▶ **Work instructions**: List every line of the listing below that contains the word "cushion", treating uppercase and lowercase as different.

[Dataset rows on where objects appear]
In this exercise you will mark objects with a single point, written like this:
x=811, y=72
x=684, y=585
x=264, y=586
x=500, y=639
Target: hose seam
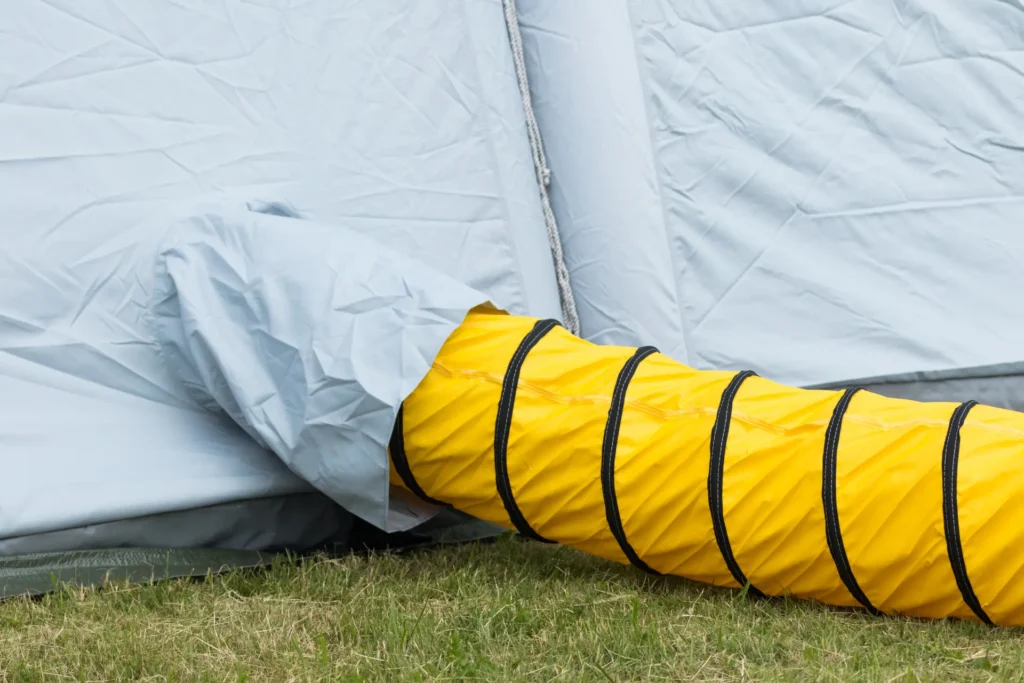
x=834, y=532
x=503, y=427
x=608, y=449
x=396, y=446
x=950, y=511
x=719, y=438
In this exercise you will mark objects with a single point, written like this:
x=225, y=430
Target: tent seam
x=569, y=313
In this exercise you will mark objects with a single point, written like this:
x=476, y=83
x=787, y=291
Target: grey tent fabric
x=235, y=233
x=398, y=121
x=835, y=186
x=312, y=357
x=1000, y=385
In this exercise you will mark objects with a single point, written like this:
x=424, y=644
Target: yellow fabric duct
x=843, y=497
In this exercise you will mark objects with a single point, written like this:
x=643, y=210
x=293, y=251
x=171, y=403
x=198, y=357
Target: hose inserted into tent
x=843, y=497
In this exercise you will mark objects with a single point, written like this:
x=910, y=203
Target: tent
x=236, y=235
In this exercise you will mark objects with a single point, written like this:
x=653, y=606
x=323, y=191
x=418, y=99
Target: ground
x=508, y=610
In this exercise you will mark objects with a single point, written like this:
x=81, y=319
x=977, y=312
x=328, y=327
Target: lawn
x=508, y=610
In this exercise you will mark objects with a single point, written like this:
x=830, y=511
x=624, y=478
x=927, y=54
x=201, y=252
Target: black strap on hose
x=608, y=455
x=397, y=449
x=950, y=513
x=834, y=534
x=503, y=426
x=719, y=437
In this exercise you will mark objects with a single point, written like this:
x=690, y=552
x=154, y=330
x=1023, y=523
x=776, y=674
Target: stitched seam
x=834, y=532
x=401, y=466
x=609, y=451
x=717, y=478
x=950, y=462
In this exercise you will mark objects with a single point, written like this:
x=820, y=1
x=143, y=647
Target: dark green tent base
x=38, y=573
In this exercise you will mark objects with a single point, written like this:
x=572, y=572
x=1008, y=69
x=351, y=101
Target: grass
x=509, y=610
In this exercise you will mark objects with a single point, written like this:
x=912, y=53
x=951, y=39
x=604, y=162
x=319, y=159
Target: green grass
x=509, y=610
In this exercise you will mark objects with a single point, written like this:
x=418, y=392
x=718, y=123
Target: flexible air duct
x=843, y=497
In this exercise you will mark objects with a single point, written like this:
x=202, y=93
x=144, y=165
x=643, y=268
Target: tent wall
x=590, y=104
x=401, y=121
x=841, y=183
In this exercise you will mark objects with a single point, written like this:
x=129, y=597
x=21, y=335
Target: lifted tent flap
x=309, y=336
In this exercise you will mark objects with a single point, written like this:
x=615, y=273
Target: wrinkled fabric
x=399, y=121
x=311, y=356
x=837, y=187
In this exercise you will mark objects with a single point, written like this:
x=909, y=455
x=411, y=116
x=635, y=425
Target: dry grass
x=505, y=611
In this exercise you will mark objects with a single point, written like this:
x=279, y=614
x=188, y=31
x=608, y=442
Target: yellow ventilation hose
x=843, y=497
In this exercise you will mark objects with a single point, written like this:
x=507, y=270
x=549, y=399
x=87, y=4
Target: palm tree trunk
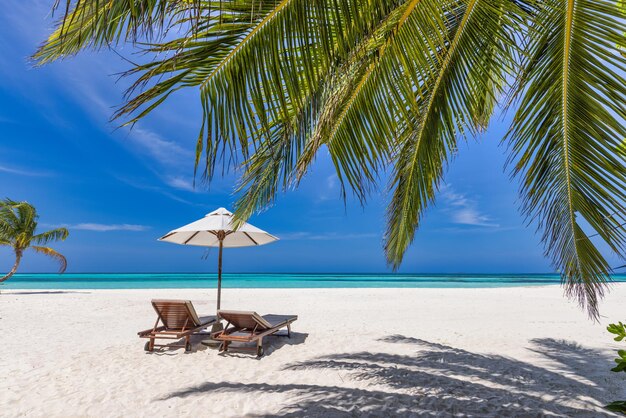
x=18, y=258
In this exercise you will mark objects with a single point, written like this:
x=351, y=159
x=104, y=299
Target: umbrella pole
x=219, y=275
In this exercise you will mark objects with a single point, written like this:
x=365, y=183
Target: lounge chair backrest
x=176, y=314
x=245, y=319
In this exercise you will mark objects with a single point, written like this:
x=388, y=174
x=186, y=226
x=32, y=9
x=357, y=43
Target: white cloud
x=108, y=227
x=22, y=171
x=464, y=211
x=181, y=183
x=326, y=236
x=164, y=151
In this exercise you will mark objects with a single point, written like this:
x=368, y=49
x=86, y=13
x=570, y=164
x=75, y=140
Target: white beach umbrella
x=216, y=230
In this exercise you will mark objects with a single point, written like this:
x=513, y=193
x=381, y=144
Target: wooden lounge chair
x=250, y=327
x=179, y=319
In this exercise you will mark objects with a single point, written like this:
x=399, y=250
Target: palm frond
x=455, y=97
x=566, y=136
x=102, y=23
x=53, y=254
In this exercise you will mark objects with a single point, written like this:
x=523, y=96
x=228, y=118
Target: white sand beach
x=353, y=352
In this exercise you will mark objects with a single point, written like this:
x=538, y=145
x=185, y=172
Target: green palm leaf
x=390, y=86
x=53, y=254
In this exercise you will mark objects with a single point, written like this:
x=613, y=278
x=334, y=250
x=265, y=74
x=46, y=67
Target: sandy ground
x=354, y=352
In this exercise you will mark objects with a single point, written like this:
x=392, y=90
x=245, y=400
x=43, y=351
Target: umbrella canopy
x=216, y=230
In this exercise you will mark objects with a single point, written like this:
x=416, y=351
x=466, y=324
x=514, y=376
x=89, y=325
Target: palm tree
x=391, y=86
x=18, y=222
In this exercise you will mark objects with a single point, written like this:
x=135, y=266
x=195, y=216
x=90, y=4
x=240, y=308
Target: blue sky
x=119, y=189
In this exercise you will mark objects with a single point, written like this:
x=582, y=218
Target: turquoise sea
x=251, y=281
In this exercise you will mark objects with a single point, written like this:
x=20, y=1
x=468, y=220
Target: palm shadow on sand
x=444, y=381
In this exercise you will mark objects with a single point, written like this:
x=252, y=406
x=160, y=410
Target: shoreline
x=395, y=352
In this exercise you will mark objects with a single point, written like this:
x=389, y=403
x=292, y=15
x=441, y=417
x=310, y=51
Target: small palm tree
x=388, y=88
x=18, y=222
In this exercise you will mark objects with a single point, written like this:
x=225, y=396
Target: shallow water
x=267, y=280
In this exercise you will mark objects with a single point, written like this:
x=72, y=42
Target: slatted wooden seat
x=179, y=320
x=248, y=326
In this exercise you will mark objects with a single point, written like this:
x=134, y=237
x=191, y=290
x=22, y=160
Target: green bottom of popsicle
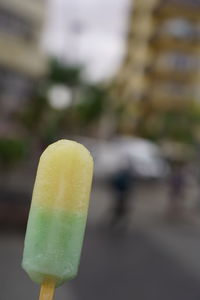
x=53, y=245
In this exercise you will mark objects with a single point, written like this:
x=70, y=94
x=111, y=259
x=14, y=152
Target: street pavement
x=150, y=259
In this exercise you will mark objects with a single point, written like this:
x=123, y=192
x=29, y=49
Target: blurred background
x=122, y=77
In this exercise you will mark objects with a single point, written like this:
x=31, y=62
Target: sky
x=88, y=32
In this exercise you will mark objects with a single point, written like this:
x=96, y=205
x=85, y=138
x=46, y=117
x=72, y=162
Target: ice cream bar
x=58, y=213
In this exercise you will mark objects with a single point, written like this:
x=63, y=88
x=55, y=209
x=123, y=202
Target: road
x=149, y=260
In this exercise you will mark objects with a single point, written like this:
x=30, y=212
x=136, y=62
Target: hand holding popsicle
x=58, y=215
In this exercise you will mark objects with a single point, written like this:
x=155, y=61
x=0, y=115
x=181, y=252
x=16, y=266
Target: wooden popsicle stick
x=47, y=290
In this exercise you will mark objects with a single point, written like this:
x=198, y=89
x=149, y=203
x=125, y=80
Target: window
x=15, y=25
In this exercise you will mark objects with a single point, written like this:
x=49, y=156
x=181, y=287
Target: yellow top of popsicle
x=64, y=178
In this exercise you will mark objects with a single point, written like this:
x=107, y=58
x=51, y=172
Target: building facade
x=22, y=63
x=162, y=62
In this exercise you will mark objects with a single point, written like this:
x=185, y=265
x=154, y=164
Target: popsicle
x=58, y=214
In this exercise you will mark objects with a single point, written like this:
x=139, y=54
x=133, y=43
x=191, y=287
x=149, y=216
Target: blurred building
x=21, y=60
x=162, y=63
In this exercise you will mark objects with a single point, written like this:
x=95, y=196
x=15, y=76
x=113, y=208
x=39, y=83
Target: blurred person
x=122, y=183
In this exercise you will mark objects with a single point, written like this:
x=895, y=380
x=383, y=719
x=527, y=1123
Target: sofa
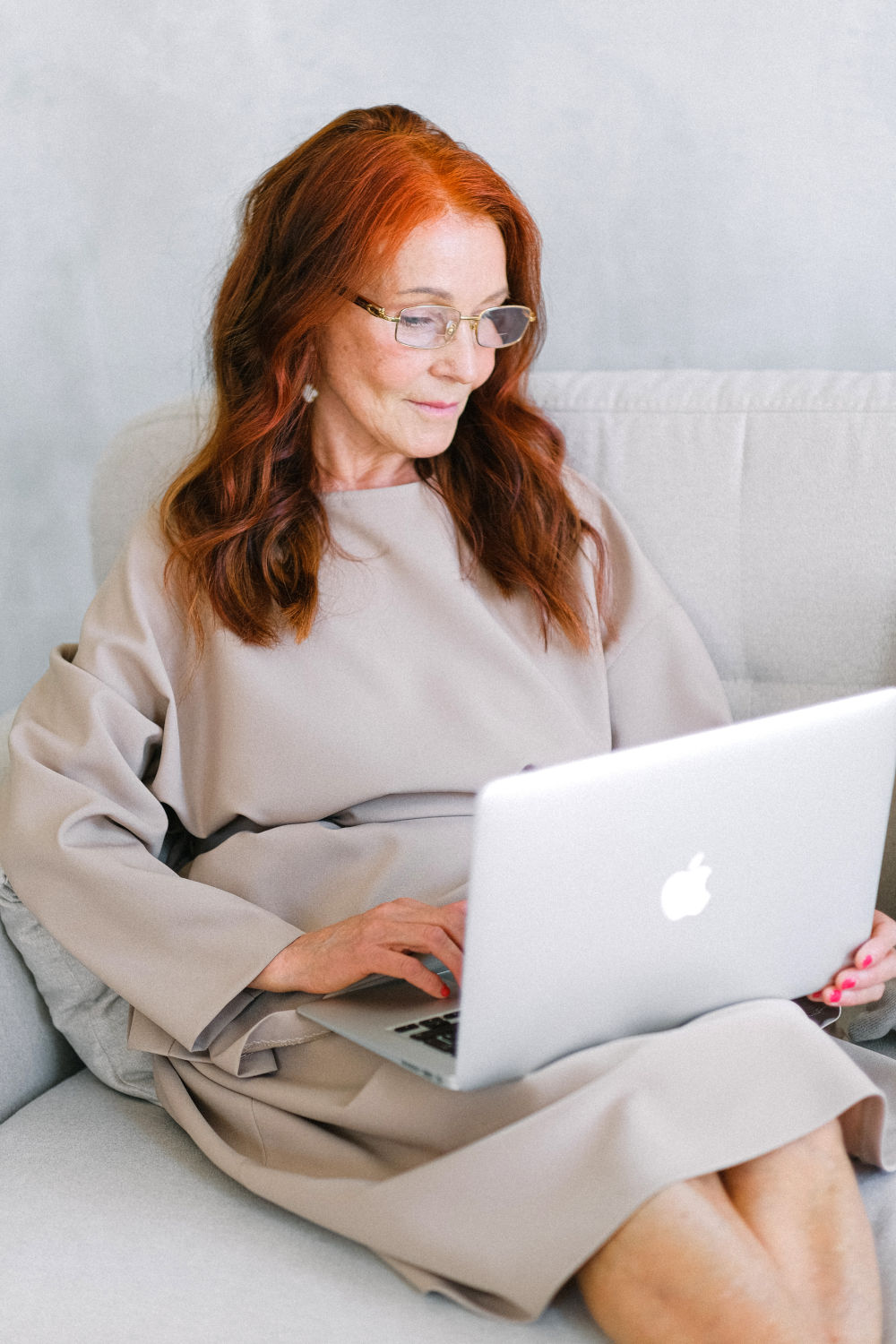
x=769, y=503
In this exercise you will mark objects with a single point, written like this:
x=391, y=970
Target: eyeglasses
x=432, y=325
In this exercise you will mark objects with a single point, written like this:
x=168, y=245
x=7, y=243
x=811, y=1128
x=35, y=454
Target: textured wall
x=715, y=185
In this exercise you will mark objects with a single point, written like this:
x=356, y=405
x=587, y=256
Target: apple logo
x=685, y=892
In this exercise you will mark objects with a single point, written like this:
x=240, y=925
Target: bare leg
x=778, y=1247
x=804, y=1204
x=685, y=1269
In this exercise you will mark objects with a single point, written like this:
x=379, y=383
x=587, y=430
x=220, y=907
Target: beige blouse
x=288, y=788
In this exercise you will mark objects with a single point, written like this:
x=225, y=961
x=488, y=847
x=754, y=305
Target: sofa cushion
x=89, y=1013
x=116, y=1228
x=34, y=1054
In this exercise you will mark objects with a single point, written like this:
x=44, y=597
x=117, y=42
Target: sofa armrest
x=34, y=1055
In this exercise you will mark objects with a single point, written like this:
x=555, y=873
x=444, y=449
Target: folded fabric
x=876, y=1021
x=89, y=1013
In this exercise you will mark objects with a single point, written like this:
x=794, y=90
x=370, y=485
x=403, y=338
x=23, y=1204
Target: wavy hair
x=245, y=521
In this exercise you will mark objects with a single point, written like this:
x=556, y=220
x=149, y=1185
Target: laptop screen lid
x=633, y=892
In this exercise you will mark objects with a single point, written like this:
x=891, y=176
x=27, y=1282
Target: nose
x=462, y=359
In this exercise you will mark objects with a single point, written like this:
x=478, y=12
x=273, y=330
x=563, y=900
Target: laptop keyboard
x=440, y=1032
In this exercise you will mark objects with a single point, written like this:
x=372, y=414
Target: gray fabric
x=32, y=1054
x=86, y=1012
x=877, y=1021
x=89, y=1015
x=116, y=1228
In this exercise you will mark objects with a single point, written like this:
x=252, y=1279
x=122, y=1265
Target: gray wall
x=715, y=182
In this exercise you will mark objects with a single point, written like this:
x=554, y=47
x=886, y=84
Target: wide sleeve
x=661, y=682
x=82, y=831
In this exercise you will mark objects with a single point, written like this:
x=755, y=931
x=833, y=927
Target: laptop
x=632, y=892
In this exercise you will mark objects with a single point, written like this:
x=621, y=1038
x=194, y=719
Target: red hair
x=245, y=521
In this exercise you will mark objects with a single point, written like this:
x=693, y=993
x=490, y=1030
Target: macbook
x=632, y=892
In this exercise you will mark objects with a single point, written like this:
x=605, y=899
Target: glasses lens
x=426, y=327
x=503, y=325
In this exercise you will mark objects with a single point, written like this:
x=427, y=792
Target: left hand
x=874, y=962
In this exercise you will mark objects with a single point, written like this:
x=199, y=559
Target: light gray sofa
x=769, y=502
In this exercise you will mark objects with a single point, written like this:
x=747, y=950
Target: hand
x=874, y=962
x=381, y=941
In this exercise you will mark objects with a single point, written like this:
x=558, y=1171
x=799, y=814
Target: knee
x=823, y=1144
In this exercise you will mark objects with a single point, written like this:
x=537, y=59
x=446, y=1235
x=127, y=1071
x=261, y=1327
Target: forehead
x=455, y=254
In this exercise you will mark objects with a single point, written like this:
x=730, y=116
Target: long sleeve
x=661, y=682
x=82, y=830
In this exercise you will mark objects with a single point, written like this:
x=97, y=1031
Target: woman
x=375, y=588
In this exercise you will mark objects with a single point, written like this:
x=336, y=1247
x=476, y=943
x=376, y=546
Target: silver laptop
x=633, y=892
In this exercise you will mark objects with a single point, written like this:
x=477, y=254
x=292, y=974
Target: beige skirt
x=495, y=1198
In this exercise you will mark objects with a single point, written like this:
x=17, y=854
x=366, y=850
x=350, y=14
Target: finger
x=430, y=940
x=402, y=967
x=421, y=927
x=853, y=983
x=853, y=997
x=406, y=910
x=882, y=943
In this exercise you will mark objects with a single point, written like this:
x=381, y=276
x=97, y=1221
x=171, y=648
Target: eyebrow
x=441, y=293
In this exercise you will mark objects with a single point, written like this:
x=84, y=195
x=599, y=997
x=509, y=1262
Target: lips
x=437, y=408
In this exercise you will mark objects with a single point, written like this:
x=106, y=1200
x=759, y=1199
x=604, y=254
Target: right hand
x=381, y=941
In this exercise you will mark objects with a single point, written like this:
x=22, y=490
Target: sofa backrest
x=766, y=499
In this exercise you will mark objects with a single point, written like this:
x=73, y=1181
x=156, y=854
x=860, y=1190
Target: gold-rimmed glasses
x=430, y=325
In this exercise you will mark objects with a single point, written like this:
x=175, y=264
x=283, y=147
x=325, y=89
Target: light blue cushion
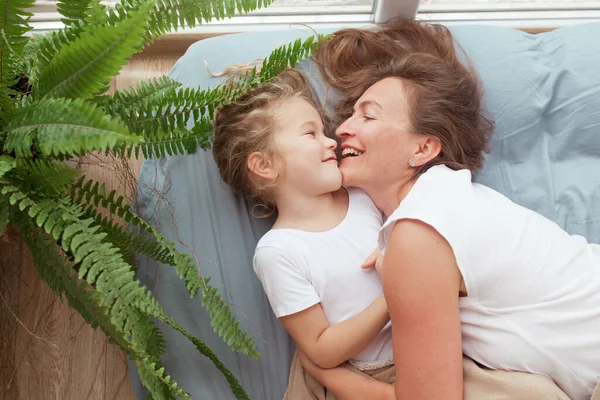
x=544, y=93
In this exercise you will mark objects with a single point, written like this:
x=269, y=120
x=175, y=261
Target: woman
x=464, y=268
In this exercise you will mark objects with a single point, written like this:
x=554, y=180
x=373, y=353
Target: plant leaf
x=65, y=127
x=84, y=67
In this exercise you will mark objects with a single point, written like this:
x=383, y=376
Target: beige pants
x=479, y=384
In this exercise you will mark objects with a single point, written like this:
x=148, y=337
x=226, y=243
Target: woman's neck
x=311, y=213
x=388, y=197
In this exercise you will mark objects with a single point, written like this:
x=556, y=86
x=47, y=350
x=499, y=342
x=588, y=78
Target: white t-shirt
x=299, y=269
x=533, y=299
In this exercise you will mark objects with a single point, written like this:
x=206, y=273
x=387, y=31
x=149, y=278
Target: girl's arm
x=421, y=283
x=347, y=384
x=330, y=345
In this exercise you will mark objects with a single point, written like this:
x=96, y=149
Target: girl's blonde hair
x=247, y=125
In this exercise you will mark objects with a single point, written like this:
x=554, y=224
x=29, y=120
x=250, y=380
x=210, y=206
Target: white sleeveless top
x=299, y=269
x=533, y=299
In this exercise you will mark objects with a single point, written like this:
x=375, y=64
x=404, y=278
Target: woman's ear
x=429, y=148
x=262, y=166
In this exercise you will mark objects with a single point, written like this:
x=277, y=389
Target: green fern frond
x=102, y=267
x=13, y=27
x=48, y=178
x=142, y=94
x=7, y=104
x=41, y=49
x=72, y=10
x=171, y=15
x=90, y=192
x=58, y=272
x=178, y=141
x=84, y=67
x=64, y=127
x=223, y=321
x=129, y=243
x=288, y=55
x=7, y=163
x=234, y=384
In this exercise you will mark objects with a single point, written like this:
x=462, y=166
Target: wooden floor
x=47, y=351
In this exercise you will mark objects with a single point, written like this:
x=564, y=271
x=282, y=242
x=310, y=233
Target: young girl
x=270, y=145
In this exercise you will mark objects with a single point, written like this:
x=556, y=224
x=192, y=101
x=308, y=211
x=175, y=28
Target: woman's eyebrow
x=364, y=104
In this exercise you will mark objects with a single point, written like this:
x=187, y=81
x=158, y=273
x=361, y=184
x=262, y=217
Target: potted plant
x=53, y=106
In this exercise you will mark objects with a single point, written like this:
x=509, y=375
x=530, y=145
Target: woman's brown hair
x=247, y=125
x=445, y=95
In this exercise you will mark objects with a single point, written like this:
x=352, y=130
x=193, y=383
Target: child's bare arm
x=330, y=345
x=347, y=384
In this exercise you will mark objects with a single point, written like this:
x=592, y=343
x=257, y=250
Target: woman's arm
x=330, y=345
x=421, y=283
x=346, y=383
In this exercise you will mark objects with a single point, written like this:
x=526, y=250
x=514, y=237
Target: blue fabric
x=543, y=92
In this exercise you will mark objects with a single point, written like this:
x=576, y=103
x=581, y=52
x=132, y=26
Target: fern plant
x=53, y=106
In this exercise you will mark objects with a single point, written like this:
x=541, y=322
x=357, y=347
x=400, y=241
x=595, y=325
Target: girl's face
x=377, y=142
x=306, y=159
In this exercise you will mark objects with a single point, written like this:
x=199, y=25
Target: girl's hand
x=346, y=383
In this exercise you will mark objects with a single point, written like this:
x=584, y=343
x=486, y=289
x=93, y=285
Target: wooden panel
x=10, y=275
x=52, y=353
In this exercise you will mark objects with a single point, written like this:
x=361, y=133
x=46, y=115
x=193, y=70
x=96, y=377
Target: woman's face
x=377, y=140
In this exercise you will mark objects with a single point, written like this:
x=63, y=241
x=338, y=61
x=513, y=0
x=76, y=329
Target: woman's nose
x=330, y=143
x=345, y=129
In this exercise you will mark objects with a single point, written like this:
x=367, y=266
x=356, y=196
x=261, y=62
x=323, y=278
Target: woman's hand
x=375, y=259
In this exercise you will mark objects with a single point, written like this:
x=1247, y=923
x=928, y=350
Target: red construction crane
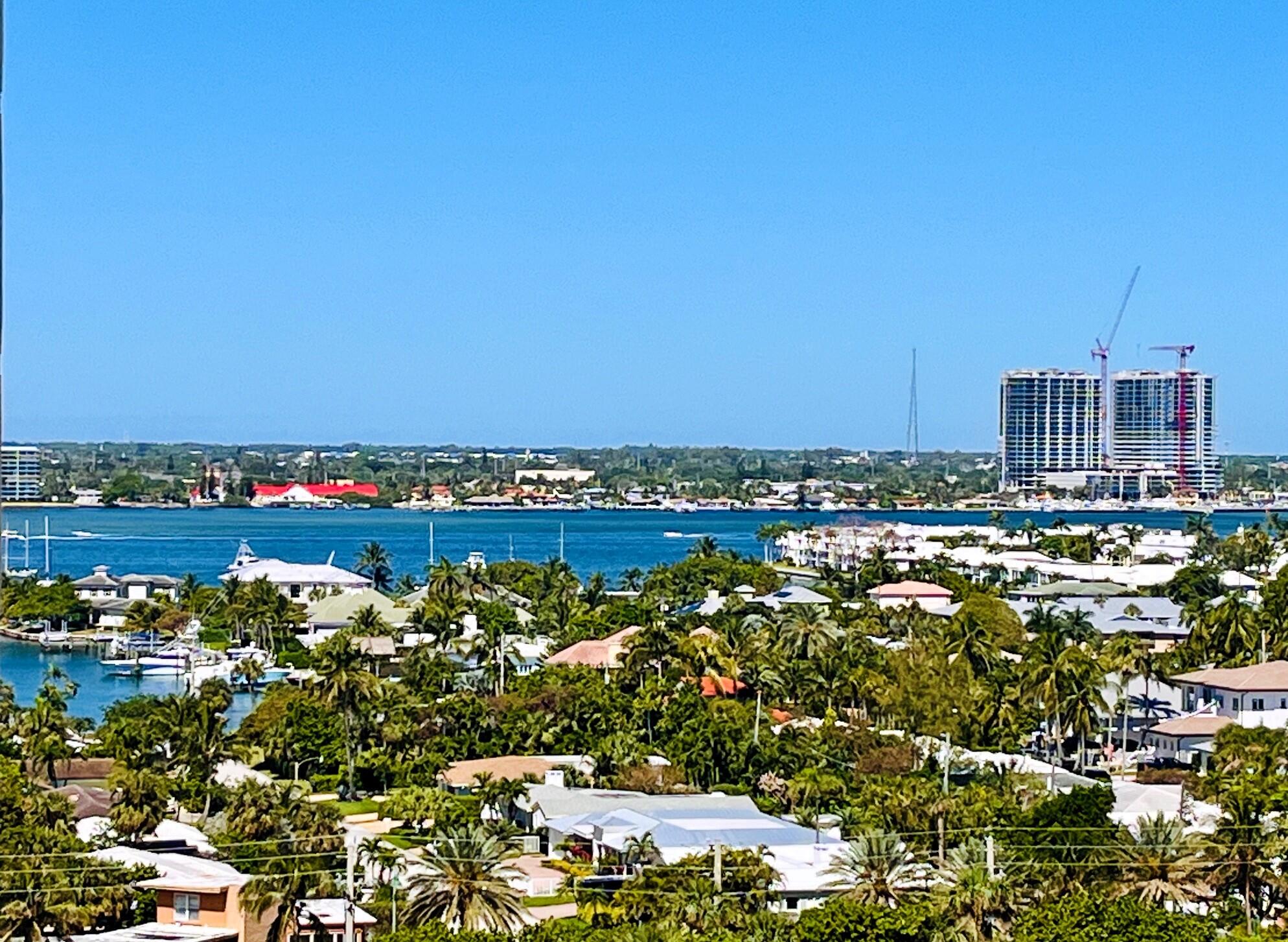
x=1182, y=414
x=1101, y=352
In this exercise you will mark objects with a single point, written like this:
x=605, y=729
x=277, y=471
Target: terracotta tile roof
x=910, y=588
x=461, y=774
x=1201, y=724
x=593, y=652
x=1272, y=676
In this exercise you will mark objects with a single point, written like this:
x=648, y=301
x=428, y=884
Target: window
x=187, y=908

▶ **Output below**:
Target: sofa cushion
Target: light blue cushion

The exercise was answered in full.